Aim: Arrange the lines of all the rows below as a numbered list, omitting any blank lines.

[Records]
************

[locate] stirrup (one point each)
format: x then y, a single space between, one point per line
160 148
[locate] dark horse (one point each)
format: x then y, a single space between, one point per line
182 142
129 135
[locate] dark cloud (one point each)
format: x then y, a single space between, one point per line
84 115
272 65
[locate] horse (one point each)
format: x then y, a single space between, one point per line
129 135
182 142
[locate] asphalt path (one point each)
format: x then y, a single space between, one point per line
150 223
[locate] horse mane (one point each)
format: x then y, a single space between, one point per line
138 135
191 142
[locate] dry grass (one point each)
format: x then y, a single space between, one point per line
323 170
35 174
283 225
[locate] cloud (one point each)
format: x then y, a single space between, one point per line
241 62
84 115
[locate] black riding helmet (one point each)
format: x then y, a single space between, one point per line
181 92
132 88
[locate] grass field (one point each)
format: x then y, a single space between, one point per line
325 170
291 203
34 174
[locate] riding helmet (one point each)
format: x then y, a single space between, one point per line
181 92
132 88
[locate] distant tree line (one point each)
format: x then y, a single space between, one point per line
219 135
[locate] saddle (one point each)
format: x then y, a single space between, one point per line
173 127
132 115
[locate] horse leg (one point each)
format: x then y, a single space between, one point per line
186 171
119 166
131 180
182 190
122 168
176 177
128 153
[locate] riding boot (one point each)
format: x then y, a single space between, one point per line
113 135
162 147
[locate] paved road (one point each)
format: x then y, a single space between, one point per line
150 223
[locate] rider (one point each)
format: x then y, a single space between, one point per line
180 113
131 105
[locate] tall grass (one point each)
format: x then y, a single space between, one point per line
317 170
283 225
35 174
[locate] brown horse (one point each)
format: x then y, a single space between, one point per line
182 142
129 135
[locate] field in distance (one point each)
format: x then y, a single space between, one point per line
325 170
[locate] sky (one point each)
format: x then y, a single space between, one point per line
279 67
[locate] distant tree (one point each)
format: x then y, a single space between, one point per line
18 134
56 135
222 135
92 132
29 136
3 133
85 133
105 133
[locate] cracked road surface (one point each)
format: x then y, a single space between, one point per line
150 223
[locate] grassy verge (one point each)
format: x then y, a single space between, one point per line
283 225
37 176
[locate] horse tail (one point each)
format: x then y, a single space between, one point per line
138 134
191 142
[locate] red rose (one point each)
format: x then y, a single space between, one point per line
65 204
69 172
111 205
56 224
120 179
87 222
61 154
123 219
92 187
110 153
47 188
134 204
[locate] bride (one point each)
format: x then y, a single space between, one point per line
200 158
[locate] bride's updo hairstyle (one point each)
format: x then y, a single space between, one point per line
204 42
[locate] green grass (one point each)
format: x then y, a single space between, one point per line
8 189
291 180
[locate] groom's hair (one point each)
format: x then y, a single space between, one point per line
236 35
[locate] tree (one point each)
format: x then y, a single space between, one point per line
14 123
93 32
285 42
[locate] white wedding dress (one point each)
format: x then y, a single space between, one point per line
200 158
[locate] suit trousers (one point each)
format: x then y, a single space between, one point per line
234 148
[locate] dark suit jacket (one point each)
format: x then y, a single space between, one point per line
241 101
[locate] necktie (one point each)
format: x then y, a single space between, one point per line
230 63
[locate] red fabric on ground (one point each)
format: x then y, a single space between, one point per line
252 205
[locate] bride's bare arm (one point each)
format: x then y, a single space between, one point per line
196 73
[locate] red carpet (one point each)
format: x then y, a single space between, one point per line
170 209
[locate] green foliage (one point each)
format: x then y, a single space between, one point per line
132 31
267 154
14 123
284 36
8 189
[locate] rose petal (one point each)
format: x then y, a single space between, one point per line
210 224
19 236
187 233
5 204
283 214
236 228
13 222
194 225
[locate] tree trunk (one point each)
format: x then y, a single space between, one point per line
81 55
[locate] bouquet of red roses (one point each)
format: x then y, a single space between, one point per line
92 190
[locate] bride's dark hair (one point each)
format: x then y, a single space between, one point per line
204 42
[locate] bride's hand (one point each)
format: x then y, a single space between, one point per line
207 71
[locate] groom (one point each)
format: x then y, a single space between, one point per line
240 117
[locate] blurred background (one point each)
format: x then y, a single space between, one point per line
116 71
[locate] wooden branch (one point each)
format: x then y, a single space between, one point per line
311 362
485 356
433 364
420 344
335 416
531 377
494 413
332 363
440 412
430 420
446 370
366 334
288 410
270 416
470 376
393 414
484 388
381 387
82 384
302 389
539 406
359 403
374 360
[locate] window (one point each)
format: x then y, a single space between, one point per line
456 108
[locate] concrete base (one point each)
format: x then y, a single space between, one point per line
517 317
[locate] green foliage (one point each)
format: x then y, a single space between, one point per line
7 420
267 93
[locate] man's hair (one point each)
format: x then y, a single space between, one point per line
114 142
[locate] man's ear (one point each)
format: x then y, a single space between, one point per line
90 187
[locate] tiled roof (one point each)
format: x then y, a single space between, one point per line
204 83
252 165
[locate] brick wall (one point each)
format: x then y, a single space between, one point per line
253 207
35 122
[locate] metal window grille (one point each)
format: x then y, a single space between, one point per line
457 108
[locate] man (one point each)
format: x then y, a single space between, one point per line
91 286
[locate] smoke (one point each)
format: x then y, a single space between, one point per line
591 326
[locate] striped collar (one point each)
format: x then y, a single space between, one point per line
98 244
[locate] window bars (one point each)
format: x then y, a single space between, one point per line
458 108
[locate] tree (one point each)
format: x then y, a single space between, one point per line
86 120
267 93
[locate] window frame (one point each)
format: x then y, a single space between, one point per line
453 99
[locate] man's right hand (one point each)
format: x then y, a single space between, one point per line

************

The result:
1. [locate] stirrup (one point each)
2. format: x then y, a single space between, one point per line
3. 160 148
4. [locate] dark horse (one point each)
5. format: x then y, a single space between, one point per line
6. 182 142
7. 129 135
8. [locate] dark cloud (one point each)
9. format: x then y, a single space between, one point per line
10. 84 115
11. 272 65
12. [locate] horse (one point each)
13. format: x then y, a single space between, one point per line
14. 129 135
15. 182 142
16. [locate] asphalt path (one point each)
17. format: x then y, a single space between, one point per line
18. 150 223
19. [locate] horse mane (one point each)
20. format: x then y, a single space between, one point per line
21. 138 135
22. 191 142
23. [locate] dry grass (one point each)
24. format: x then y, a single space between, one point per line
25. 323 170
26. 35 174
27. 283 225
28. [locate] cloud (one point each)
29. format: x then y, a single space between, one point per line
30. 241 62
31. 84 115
32. [locate] black riding helmet (one point each)
33. format: x then y, a single space between, one point per line
34. 181 92
35. 132 88
36. [locate] grass field (one point each)
37. format: x then y, a single space between, one point per line
38. 325 170
39. 291 203
40. 34 174
41. [locate] riding helmet (one point each)
42. format: x then y, a single space between, one point per line
43. 181 92
44. 132 88
45. [locate] distant tree line (one point each)
46. format: x then y, a single space between, one point per line
47. 219 135
48. [locate] saddle (one point each)
49. format: x then y, a single space between, one point per line
50. 173 127
51. 132 115
52. [locate] horse leg (one point each)
53. format: x then y, a single space between, one point per line
54. 186 171
55. 119 166
56. 131 180
57. 182 190
58. 122 168
59. 176 177
60. 128 153
61. [locate] riding boot (one point each)
62. format: x then y, a single space between, one point per line
63. 113 135
64. 162 147
65. [locate] paved road (one point each)
66. format: x then y, a single space between, one point per line
67. 150 223
68. [locate] rider (one point each)
69. format: x then y, a single space between, one point per line
70. 180 113
71. 131 105
72. [locate] tall grass (one point each)
73. format: x then y, a single space between, one point per line
74. 317 170
75. 283 225
76. 35 174
77. [locate] brown horse (one point each)
78. format: x then y, a single space between, one point per line
79. 182 142
80. 129 135
81. [locate] field in distance (one point each)
82. format: x then y, a single space between, one point per line
83. 325 170
84. [locate] sky (one point each)
85. format: x then y, a single space between, one point per line
86. 279 67
87. [locate] distant tree (one point each)
88. format: x then y, a single space between, one point per line
89. 18 134
90. 56 135
91. 222 135
92. 92 132
93. 29 136
94. 3 133
95. 85 133
96. 105 133
97. [locate] cracked road surface (one point each)
98. format: x then y, a single space between, one point per line
99. 150 223
100. [locate] grassy verge (one point each)
101. format: x then y, a single space between, one point per line
102. 283 225
103. 37 176
104. [locate] horse tail (one point each)
105. format: x then y, a single space between, one point per line
106. 138 134
107. 191 142
108. [locate] red rose (one point each)
109. format: x then y, a single space between, one point per line
110. 65 204
111. 69 172
112. 111 205
113. 56 224
114. 120 179
115. 87 222
116. 61 154
117. 123 219
118. 92 187
119. 110 153
120. 47 188
121. 134 204
122. [locate] bride (one point each)
123. format: x then y, a single space between, one point per line
124. 200 158
125. [locate] bride's updo hairstyle (one point each)
126. format: x then y, a single space between, one point per line
127. 204 42
128. [locate] green grass (one point each)
129. format: x then y, a single space between, one point per line
130. 8 189
131. 291 180
132. [locate] groom's hair (one point each)
133. format: x then y, a single space between, one point per line
134. 236 35
135. [locate] tree (one point each)
136. format: x then y, a single space between, one point per line
137. 14 123
138. 93 32
139. 285 42
140. [locate] white wedding dress (one point each)
141. format: x then y, a single space between, one point per line
142. 200 158
143. [locate] suit trousers (one point each)
144. format: x then y, a single space between, one point per line
145. 234 148
146. [locate] dark suit jacket (one point each)
147. format: x then y, a single space between, one point per line
148. 241 101
149. [locate] necktie (one point each)
150. format: x then y, a single space between, one point per line
151. 230 63
152. [locate] red fabric on ground (one point each)
153. format: x then y, a single space between, one point per line
154. 252 205
155. [locate] bride's bare arm (one point each)
156. format: x then y, a single space between, one point per line
157. 196 73
158. [locate] red carpet (one point each)
159. format: x then y, a single space between, one point per line
160. 170 209
161. [locate] green foliage (one point each)
162. format: x then y, a single space between, one point per line
163. 132 31
164. 267 154
165. 14 123
166. 284 36
167. 8 189
168. [locate] rose petal (one point each)
169. format: x then y, a single space between, one point per line
170. 210 224
171. 19 236
172. 187 233
173. 5 204
174. 283 214
175. 236 228
176. 13 222
177. 194 225
178. [locate] tree trunk (one point each)
179. format: x then y, a single space between, one point per line
180. 81 55
181. [locate] bouquet of red roses (one point each)
182. format: x then y, a single space between, one point per line
183. 92 190
184. [locate] bride's dark hair (one point each)
185. format: x then y, a single space between, one point per line
186. 204 42
187. [locate] bride's hand (one point each)
188. format: x then y, a single space between, one point per line
189. 207 71
190. [locate] groom (one point each)
191. format: x then y, a single space between, one point per line
192. 240 117
193. [locate] blurred background (one point each)
194. format: x then y, a single space between, one point per line
195. 116 71
196. [locate] wooden branch (one point each)
197. format: x then y, a single space between, one point per line
198. 311 362
199. 485 356
200. 433 364
201. 420 344
202. 335 416
203. 531 377
204. 494 413
205. 332 363
206. 440 412
207. 430 420
208. 446 370
209. 366 334
210. 288 410
211. 270 416
212. 470 376
213. 393 414
214. 484 388
215. 381 387
216. 82 384
217. 302 389
218. 539 406
219. 359 403
220. 374 360
221. [locate] window (one point each)
222. format: x then y, a single space between, one point per line
223. 456 108
224. [locate] concrete base (one point each)
225. format: x then y, a single space between, one point per line
226. 517 317
227. [locate] green foliage (one point each)
228. format: x then y, a single space between, one point per line
229. 7 420
230. 267 93
231. [locate] man's hair (one point each)
232. format: x then y, a single space between, one point per line
233. 114 142
234. [locate] man's ear (one point each)
235. format: x then y, a single space between, one point per line
236. 90 187
237. [locate] tiled roof (one point each)
238. format: x then y, a single space between, one point per line
239. 204 83
240. 252 165
241. [locate] brick wall (one point each)
242. format: x then y, a single space between, one point per line
243. 253 207
244. 35 122
245. [locate] metal window grille (one point each)
246. format: x then y, a single space between, one point per line
247. 457 108
248. [locate] man (one point each)
249. format: x then y, a single space between, one point per line
250. 91 286
251. [locate] smoke (one point each)
252. format: x then y, a single space between, one point per line
253. 591 326
254. [locate] striped collar (one point each)
255. format: x then y, a single space between, one point per line
256. 98 244
257. [locate] window bars (one point each)
258. format: x then y, a single space between, one point per line
259. 458 108
260. [locate] tree (one point each)
261. format: x then y, a single space between, one point per line
262. 86 120
263. 267 93
264. [locate] window frame (one point each)
265. format: x then y, a single space between, one point per line
266. 453 99
267. [locate] man's right hand (one point each)
268. format: x then y, a single space between, one point per line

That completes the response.